### Given request 1
Reproduce the stretch of the post on low-quality Stack Overflow questions from "This time of" through "I see on SO.".
### Given request 2
Pick up the post on low-quality Stack Overflow questions after its final sentence and keep writing.

### Page excerpt
══════════════════════════════

This time of year Stack Overflow seems to get bombarded with numerous low-quality questions. That's understandable. It's about a month and a half into the fall semester and burgeoning programmers are beginning to panic under the weight of their current CS course. I know we went though a redesign and even a guided new question page (if I recall correctly) that was aimed at preventing this issue. I don't have any metrics or way to see how worked out, but I do know what I see on SO.

Over the past week or so there have been the normal numerous low-quality questions, ultimately closed, but often leave the new user soured on SO unlikely to return. (e.g. how to save data fast in c++ (adding text to meet quality standards)(Screw Stack Overflow)). I wonder if a revisit of how the new question flow is working may be able to avoid that. I hate to see first questioner's, through obvious haste on their part, turned away thinking they just received "get lost" from the site.

It's a difficult problem, they should have spent more time navigating to learn how, balanced against human-nature in the internet age of "just click the button".

══════════════════════════════

### Information supplied

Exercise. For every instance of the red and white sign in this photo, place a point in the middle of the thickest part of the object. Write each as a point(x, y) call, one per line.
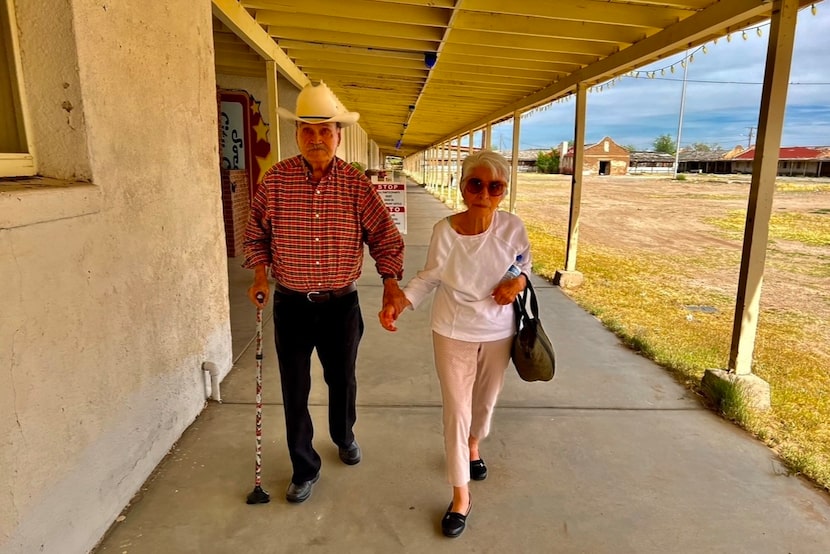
point(394, 196)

══════════════════════════════

### Task output 1
This time of year Stack Overflow seems to get bombarded with numerous low-quality questions. That's understandable. It's about a month and a half into the fall semester and burgeoning programmers are beginning to panic under the weight of their current CS course. I know we went though a redesign and even a guided new question page (if I recall correctly) that was aimed at preventing this issue. I don't have any metrics or way to see how worked out, but I do know what I see on SO.

### Task output 2
My only thought is that for low-rep users, pick your rep-limit, they have a clear "Before you Ask:" set of steps to review and confirm before they get to post their question. I think it is somewhat like that now, but perhaps a confirmation of each the About page, the How to Ask a Question page and How to create a Minimal Complete Reproducible Example might mitigate this a bit.

This is just a topic for discussion, not a critique, on where both question quality and PR may be helped. This was sparked by the cited question a few minutes ago and it seemed worth bringing up here. On balance the devs always make the right call, so I'll leave it to you to see if anything can be tweaked here.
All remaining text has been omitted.